__Text shown__:
Mysterious feet may be linked to single accident: B.C. forensic expert

A forensic expert at Simon Fraser University said it's unlikely that five feet, which have washed up on B.C.'s south coast in the past year, belonged to people who each died in separate incidents.

A forensic expert at Simon Fraser University said it's unlikely that five feet, which have washed up on B.C.'s south coast in the past year, belonged to people who each died in separate incidents.

"It's strange that we had a glut of a whole bunch at once," said Gail Anderson, who studies the decomposition of human bodies.

"Maybe if a boat or a plane has gone down, something's disturbed it, a current or another boat hitting it or a dredger moved it so that the body parts are coming free and are being washed ashore."

The latest — a left foot — was found Monday, partially submerged in the water near Westham Island in Ladner. Delta police haven't said whether it belonged to a man or a woman.

A woman's right foot was found in May on the uninhabited Kirkland Island in the Fraser River — only a few kilometres away from the site of the latest gruesome discovery.

Before that, three other right feet — all from men — had been found. In August 2007, two were discovered on Gabriola and Jedediah islands and, in February 2008, another foot was found on Valdes Island.

__Exercises__:
[a] Repeat the part of the article on the feet washed ashore in B.C. starting with "The latest —" and going on through "or a woman.".
[b] In the article on the feet washed ashore in B.C., where was the woman's right foot found in May?
[c] Pick up the article on the feet washed ashore in B.C. and continue it from its final sentence.

__Saved entries__:
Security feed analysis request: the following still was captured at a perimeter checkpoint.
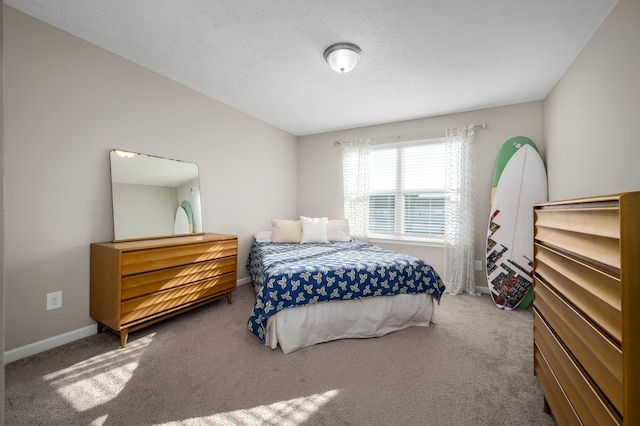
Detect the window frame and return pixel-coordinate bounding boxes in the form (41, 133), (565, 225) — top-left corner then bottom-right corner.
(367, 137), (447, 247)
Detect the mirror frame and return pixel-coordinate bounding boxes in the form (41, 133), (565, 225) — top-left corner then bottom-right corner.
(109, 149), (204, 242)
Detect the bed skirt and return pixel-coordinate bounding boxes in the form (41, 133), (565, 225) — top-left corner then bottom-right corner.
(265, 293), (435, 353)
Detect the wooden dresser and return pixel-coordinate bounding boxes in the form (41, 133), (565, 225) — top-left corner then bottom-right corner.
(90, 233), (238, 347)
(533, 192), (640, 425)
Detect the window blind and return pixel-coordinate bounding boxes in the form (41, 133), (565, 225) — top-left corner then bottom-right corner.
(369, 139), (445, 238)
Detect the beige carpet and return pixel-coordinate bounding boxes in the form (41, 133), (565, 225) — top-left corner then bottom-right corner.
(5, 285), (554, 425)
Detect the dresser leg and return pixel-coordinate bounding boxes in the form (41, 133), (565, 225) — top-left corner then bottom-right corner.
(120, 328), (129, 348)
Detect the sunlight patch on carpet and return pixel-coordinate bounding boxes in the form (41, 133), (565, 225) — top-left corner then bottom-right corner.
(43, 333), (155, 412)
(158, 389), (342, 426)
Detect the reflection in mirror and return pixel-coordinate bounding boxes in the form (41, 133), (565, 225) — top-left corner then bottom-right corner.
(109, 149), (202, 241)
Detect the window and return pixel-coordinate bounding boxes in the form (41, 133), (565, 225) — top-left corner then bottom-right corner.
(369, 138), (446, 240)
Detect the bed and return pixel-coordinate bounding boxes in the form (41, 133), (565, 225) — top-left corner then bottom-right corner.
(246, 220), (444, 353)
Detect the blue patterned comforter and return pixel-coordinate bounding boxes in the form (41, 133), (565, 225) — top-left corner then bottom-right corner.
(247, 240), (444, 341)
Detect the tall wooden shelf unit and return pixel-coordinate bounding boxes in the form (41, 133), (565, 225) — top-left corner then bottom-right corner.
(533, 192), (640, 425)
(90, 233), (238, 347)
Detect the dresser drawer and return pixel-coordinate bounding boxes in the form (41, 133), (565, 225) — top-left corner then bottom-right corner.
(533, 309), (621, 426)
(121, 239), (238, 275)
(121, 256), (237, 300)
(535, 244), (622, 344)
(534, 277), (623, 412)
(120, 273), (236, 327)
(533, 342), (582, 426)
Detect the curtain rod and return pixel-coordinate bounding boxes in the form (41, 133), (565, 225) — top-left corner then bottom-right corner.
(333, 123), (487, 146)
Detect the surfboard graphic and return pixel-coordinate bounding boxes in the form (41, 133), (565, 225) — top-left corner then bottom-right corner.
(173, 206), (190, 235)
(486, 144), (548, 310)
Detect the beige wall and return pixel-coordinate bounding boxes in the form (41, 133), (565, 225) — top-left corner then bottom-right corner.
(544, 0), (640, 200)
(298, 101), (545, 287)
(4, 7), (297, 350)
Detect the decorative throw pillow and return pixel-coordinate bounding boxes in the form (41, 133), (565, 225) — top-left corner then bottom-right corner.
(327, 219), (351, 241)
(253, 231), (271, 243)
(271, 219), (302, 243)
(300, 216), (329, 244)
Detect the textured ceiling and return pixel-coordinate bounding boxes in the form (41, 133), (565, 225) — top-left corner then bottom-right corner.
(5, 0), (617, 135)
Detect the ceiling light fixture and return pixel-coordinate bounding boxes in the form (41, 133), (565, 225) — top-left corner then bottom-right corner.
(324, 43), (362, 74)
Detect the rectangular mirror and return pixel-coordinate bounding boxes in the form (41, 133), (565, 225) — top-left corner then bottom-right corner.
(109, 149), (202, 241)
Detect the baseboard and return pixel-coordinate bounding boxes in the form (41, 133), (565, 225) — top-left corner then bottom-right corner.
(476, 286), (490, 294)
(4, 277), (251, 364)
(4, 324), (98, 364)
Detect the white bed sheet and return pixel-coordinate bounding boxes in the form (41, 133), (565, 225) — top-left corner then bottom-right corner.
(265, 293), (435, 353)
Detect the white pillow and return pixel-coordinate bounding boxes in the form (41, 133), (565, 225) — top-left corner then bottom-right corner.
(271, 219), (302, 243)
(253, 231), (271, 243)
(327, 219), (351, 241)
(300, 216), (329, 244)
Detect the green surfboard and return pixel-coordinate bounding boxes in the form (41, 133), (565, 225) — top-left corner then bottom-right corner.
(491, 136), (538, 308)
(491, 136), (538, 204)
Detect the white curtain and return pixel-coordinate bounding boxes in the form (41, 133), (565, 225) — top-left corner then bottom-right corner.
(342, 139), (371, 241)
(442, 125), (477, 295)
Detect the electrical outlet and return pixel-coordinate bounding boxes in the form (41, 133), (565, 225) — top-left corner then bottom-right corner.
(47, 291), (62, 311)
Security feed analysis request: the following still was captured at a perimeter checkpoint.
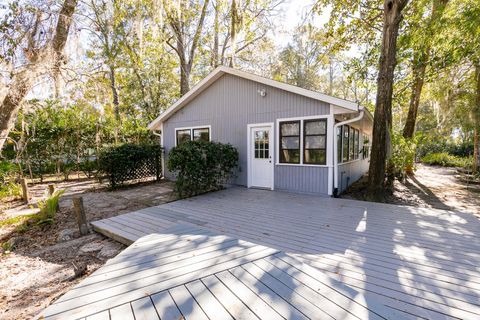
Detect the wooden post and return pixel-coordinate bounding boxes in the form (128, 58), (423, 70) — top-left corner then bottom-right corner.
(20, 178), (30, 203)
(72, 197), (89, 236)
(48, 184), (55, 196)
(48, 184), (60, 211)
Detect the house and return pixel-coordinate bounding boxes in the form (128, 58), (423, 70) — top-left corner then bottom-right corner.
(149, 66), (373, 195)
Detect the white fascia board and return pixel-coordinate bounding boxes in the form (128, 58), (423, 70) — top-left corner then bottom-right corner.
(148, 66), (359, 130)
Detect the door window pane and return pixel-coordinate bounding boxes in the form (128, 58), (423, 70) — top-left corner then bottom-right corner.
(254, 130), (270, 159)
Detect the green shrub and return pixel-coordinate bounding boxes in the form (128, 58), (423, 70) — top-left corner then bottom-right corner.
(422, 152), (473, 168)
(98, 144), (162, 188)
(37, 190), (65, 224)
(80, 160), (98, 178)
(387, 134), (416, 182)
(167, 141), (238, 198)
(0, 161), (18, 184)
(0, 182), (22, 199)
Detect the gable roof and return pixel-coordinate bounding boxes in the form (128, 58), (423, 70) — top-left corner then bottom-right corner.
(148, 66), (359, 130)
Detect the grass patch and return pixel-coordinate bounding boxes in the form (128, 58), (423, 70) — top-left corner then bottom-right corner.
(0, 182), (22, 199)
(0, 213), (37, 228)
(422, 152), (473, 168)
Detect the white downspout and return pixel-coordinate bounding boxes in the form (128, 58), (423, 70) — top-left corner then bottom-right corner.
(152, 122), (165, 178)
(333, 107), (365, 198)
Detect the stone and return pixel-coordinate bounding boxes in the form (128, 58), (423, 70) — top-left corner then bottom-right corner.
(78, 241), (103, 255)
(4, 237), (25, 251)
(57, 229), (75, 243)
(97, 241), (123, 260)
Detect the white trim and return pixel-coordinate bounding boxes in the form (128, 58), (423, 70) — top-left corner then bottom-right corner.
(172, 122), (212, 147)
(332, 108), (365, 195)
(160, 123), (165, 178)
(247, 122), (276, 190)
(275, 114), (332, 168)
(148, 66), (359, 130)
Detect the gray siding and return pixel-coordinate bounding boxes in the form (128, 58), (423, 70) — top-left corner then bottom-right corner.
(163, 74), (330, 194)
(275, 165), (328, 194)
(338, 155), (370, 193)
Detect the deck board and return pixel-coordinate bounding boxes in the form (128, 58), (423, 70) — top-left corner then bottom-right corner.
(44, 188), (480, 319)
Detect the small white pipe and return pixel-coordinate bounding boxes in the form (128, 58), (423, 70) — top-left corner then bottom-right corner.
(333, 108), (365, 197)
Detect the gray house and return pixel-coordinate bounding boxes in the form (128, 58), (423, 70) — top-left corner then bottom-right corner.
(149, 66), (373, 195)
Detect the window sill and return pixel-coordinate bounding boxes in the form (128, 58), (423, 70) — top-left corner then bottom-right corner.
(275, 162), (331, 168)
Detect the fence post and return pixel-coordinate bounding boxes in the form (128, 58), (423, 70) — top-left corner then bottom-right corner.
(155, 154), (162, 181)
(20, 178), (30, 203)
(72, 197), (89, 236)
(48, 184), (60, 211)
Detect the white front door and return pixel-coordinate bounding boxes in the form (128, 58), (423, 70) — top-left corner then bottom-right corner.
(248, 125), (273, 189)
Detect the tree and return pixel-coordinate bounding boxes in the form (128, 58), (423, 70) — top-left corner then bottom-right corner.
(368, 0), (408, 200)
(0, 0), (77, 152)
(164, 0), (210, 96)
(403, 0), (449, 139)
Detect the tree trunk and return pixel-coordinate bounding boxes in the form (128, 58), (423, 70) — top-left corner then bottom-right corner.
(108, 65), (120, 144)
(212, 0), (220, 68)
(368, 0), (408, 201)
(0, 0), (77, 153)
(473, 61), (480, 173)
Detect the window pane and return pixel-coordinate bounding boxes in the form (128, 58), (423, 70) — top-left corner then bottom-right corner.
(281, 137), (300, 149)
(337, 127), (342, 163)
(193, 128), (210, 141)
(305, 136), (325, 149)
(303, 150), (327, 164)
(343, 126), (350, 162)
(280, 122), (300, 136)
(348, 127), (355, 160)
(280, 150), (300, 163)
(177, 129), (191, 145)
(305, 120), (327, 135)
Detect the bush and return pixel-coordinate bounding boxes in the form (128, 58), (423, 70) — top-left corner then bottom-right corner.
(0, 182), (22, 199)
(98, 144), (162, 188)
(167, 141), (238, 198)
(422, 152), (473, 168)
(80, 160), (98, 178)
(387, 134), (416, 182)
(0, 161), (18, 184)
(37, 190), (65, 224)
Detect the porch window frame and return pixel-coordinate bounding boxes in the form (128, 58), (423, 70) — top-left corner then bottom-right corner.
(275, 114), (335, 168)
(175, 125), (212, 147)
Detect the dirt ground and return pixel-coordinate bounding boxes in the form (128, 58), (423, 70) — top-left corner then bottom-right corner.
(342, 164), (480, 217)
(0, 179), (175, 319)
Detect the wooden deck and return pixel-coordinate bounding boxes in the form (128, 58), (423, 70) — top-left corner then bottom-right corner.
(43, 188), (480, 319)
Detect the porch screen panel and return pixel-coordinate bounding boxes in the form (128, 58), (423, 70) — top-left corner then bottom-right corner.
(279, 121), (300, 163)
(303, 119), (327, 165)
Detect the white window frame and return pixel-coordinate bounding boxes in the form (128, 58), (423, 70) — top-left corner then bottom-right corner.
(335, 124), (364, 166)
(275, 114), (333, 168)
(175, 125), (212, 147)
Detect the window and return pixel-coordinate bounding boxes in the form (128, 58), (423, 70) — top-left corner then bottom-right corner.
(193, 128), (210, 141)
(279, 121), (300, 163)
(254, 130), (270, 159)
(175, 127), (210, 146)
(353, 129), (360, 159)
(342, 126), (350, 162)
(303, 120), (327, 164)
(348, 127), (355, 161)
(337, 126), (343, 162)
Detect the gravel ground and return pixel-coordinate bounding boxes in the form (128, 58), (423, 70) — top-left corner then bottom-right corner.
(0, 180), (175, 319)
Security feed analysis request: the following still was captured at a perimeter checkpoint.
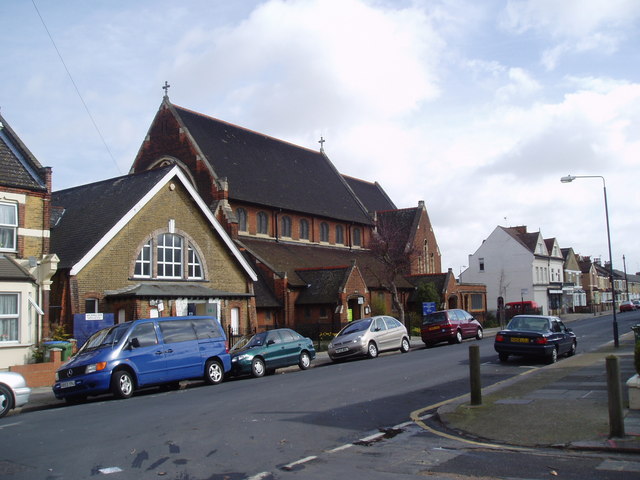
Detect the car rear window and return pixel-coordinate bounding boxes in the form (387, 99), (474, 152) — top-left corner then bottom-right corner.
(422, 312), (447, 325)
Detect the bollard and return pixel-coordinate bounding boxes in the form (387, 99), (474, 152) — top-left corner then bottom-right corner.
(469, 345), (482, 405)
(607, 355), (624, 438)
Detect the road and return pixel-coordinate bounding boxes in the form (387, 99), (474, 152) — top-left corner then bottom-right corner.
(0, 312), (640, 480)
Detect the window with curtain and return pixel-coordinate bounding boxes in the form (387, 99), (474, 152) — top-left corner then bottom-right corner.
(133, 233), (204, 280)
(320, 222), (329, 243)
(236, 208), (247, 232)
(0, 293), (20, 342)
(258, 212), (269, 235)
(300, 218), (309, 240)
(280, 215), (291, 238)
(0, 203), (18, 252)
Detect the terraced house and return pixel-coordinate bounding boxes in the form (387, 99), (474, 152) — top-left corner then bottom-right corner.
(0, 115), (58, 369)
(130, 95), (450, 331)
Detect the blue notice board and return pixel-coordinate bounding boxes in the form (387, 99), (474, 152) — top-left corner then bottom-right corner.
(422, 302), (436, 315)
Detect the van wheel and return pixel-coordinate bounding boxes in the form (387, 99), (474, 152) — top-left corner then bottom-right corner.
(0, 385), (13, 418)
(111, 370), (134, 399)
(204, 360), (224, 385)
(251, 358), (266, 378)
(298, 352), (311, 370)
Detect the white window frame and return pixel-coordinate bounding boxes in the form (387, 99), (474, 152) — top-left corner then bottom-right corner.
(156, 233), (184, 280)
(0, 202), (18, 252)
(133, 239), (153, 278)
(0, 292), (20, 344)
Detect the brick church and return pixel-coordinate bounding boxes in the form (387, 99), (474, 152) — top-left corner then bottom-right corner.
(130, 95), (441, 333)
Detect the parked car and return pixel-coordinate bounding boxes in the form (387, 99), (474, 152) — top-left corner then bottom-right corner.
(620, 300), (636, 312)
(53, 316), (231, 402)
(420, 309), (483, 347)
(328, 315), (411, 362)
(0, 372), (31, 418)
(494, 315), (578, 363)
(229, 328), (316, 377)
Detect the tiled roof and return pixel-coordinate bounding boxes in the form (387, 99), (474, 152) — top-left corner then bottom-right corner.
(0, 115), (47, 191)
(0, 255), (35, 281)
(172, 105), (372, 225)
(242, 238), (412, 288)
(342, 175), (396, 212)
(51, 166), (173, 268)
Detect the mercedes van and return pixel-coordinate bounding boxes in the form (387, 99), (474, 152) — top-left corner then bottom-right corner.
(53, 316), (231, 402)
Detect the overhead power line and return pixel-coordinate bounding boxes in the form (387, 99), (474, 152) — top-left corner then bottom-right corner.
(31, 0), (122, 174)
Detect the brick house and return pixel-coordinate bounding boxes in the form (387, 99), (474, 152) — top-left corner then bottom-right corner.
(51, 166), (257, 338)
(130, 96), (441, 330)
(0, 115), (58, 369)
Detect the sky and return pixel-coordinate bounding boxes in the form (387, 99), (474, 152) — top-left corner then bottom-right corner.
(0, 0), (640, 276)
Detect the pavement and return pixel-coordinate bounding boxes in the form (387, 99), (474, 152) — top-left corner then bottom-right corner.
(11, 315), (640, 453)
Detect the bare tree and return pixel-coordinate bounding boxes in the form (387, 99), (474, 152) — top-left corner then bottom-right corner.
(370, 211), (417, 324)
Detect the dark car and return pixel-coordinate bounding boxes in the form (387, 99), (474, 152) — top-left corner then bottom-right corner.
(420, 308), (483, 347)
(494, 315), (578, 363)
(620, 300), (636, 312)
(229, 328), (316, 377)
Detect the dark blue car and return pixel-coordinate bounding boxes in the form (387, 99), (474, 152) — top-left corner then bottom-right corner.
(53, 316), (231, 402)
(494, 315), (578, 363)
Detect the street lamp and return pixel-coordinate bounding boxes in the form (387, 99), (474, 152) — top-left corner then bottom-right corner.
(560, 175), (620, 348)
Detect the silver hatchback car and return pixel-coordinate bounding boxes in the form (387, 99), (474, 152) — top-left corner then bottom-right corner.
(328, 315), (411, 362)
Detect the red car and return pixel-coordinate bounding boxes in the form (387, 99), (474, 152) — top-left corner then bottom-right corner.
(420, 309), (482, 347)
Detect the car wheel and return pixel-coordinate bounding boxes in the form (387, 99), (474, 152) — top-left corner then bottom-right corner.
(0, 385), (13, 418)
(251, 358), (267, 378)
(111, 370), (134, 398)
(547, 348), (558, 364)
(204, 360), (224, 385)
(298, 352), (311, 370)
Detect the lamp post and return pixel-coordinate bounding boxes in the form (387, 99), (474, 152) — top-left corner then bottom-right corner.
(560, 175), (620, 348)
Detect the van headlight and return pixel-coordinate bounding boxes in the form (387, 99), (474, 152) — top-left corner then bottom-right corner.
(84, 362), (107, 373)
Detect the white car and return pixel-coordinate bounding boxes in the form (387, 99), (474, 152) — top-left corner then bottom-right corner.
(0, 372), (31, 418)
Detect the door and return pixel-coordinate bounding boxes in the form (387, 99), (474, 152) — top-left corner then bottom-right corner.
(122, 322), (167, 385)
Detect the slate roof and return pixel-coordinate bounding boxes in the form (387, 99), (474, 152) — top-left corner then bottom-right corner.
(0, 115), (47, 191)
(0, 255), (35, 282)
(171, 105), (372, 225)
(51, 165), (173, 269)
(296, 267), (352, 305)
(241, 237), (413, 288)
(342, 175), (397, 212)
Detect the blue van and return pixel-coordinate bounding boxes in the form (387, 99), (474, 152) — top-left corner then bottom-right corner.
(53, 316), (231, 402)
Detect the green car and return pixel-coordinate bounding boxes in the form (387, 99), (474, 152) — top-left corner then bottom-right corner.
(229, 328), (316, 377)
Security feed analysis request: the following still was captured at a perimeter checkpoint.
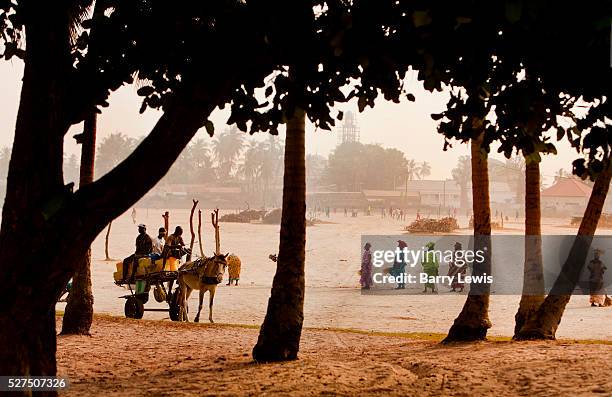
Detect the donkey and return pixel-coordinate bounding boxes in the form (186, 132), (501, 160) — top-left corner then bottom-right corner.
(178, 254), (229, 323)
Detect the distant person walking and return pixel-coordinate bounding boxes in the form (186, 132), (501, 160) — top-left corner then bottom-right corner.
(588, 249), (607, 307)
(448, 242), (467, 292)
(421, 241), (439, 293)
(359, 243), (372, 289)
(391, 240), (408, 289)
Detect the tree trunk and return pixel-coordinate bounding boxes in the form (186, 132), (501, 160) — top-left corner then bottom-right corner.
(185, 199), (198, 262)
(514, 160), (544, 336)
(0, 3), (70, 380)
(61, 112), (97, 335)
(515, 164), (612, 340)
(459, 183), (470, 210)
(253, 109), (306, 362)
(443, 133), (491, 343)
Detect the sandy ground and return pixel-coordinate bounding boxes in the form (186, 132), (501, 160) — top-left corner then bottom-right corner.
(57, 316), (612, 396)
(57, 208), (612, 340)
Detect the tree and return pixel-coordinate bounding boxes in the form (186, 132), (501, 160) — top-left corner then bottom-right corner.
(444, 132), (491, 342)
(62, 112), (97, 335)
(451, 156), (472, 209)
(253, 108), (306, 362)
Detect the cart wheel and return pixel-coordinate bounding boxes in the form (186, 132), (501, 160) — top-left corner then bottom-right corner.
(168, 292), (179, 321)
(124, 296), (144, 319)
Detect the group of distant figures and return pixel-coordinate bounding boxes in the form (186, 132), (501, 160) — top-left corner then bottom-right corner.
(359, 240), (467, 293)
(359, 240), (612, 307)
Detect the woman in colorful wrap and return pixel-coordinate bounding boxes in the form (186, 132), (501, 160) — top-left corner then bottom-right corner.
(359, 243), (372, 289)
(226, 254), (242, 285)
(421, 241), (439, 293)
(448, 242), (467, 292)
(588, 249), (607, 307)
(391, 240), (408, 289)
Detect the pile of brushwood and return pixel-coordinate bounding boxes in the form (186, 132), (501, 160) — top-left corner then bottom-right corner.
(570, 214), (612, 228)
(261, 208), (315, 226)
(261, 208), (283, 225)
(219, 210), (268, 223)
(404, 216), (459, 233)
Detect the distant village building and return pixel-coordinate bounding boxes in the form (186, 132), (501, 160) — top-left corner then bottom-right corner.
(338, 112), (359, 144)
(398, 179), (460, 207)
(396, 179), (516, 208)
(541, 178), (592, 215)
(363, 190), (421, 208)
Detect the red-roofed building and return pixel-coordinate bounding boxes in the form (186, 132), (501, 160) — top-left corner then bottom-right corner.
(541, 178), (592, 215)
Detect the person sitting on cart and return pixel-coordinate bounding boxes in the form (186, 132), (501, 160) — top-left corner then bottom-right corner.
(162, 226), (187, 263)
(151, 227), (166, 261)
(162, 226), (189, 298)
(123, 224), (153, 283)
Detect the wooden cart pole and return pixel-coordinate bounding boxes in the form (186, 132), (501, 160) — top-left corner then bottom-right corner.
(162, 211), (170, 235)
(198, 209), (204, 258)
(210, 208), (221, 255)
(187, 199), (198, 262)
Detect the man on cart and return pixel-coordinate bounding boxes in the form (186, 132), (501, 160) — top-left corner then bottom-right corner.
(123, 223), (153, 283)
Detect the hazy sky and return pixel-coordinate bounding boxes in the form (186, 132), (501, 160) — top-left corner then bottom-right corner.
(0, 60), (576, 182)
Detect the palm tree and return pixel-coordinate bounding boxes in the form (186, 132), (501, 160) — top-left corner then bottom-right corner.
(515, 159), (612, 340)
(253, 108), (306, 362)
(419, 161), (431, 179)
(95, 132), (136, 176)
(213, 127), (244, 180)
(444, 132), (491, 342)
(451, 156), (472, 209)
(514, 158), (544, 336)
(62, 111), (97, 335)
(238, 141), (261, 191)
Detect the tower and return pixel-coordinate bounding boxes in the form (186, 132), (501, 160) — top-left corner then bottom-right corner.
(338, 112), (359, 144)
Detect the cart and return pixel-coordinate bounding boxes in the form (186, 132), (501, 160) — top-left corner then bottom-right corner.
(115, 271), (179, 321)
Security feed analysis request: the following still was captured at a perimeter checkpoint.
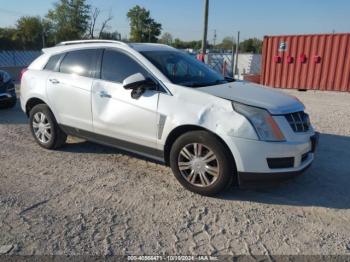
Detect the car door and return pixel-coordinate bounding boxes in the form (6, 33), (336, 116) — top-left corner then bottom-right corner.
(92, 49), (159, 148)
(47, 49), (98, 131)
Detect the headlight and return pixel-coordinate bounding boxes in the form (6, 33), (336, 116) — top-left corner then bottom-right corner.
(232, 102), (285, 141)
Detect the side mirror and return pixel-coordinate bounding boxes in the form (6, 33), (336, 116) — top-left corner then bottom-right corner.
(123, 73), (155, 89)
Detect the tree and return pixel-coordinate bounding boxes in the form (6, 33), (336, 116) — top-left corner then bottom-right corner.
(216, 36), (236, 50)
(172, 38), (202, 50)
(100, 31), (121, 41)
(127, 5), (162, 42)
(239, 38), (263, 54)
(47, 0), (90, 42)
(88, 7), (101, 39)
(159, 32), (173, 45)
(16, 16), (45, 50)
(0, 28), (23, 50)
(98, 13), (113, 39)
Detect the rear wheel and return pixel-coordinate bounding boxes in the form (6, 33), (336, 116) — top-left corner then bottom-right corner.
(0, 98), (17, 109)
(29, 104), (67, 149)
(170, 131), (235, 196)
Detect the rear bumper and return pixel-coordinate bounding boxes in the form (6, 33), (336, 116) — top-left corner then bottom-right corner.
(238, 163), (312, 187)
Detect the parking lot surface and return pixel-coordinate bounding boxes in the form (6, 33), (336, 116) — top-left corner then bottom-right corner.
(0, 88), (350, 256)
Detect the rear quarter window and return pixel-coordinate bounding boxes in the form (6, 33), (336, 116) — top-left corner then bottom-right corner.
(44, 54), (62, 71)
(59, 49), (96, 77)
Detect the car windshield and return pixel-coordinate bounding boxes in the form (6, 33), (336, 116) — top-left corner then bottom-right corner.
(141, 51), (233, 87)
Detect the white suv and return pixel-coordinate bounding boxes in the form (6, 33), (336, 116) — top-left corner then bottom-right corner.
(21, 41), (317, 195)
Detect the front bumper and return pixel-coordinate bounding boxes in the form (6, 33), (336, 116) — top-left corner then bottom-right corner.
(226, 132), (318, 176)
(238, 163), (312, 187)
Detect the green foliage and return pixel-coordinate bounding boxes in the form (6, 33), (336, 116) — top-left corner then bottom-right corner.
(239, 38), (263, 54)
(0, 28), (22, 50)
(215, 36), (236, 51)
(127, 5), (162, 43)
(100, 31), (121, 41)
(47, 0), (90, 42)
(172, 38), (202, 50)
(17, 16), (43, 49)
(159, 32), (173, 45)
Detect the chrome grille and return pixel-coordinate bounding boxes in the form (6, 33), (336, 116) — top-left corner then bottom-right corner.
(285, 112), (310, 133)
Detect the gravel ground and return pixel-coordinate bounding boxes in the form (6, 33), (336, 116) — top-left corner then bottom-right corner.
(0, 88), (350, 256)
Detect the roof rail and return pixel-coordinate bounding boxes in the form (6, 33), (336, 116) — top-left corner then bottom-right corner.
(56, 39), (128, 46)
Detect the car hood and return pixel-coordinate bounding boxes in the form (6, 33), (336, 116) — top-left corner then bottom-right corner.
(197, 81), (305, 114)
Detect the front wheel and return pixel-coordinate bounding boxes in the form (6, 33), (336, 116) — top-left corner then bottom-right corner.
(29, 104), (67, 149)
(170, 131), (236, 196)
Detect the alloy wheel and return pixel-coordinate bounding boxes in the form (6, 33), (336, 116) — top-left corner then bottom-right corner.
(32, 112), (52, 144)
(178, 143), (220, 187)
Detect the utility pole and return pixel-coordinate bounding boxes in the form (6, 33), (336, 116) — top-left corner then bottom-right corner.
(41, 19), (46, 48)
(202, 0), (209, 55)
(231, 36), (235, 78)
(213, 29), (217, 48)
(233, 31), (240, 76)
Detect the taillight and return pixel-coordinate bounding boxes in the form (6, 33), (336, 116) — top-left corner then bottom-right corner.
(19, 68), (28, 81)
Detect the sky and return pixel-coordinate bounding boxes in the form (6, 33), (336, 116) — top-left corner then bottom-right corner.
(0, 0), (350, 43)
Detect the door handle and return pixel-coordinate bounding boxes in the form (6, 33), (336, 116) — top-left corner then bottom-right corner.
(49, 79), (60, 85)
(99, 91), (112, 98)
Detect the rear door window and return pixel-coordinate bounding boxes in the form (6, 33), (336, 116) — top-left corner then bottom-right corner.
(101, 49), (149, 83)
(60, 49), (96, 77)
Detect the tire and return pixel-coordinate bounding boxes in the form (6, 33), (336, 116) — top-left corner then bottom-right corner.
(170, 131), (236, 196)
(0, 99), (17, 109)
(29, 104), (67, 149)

__Responses by item number__:
[a]
The latest — a left foot — was found Monday, partially submerged in the water near Westham Island in Ladner. Delta police haven't said whether it belonged to a man or a woman.

[b] It was found on the uninhabited Kirkland Island in the Fraser River.

[c]
All five feet were in socks and shoes.

Feet encased in a shoe can last for a long time in the ocean and tides may have carried them long distances, perhaps even from another country, Anderson explained.

"The oceans are all connected. It could be from miles away or a big boat that was en route somewhere."

Looking for clues

Const. Annie Linteau said RCMP investigators are looking for clues, but it's difficult to move the investigation forward until the remains are identified.

"We are reviewing all cases where boaters have gone missing or possible people that have jumped off bridges or people who may have gone missing in general," said Linteau.

Even though DNA profiles have been developed from three of the five feet, no matches have been found.

"It stretches one's imagination … I can tell you I've never run across something like this," B.C. Chief Coroner Terry Smith said.